Toll Gavel United Church June 2025 Bulletin

The discernment process of who will become the new pope of the world’s 1.4 billion Catholics doesn’t happen very often.  Thanks to international broadcasting, I found it moving to dip in and out of some of the events surrounding the funeral of Pope Francis and the appointment of the new pope. Even though I would like to see the ordination of women within the Catholic tradition, I value Catholic spirituality very much. As a young person I was deeply affected by the Taize ecumenical community in France, founded during World War II, which includes professed religious from Protestant, Catholic, and Orthodox traditions. It draws visits from 100,000 young people each year. More mature visitors are also welcomed.

▸ DATA EXTRACT

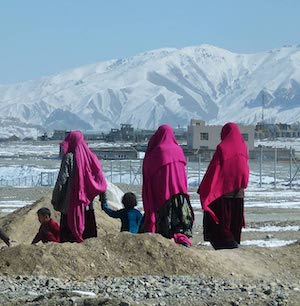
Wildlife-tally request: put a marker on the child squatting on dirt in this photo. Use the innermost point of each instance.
(49, 229)
(4, 237)
(130, 217)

▸ REQUEST 1
Decide whether each statement agrees with the church bulletin. For each, answer yes or no and quote the words from the bulletin that settle it.
(a) The Taize community was founded during World War II.
(b) The writer would rather women not be ordained in the Catholic tradition.
(c) The Taize community welcomes only young people.
▸ REQUEST 2
Write the next paragraph of the church bulletin, picking up right after its last sentence.
The material has nothing to do with the church bulletin.

▸ EXERCISE ANSWER 1
(a) Yes: "founded during World War II"
(b) No: "I would like to see the ordination of women within the Catholic tradition"
(c) No: "More mature visitors are also welcomed."

▸ EXERCISE ANSWER 2
I wonder how you feel about the selection of the new Pope Leo XIV?  I think he is a promising choice. As a Catholic colleague said to me: he’s both a North American and a South American, as a citizen of Peru. We sense from his words about pursuing peace that he is a very different sort of American compared to the current government leaders. But I can’t help feeling he’s not as bold and therefore as heart-warming as the previous Pope Francis. A professor of theology at Exeter University described Pope Francis in this way: ‘he really was the incarnation of the ‘spirit’ of Vatican II [from the early 60’s] whose legacy was stifled by previous popes, [who] put the emphasis on the Church as a collection of hopeful and redeemed sinners who witness to the mercy and compassion of God and see the face of Christ in the poor, the marginalized, migrants, those with ‘irregular’ sexuality and gender, those who are of other religions and other non-Roman Catholic Christians’. Pray that Pope Leo will have the courage to continue this inspiring legacy. I for one feel he has a hard act to follow.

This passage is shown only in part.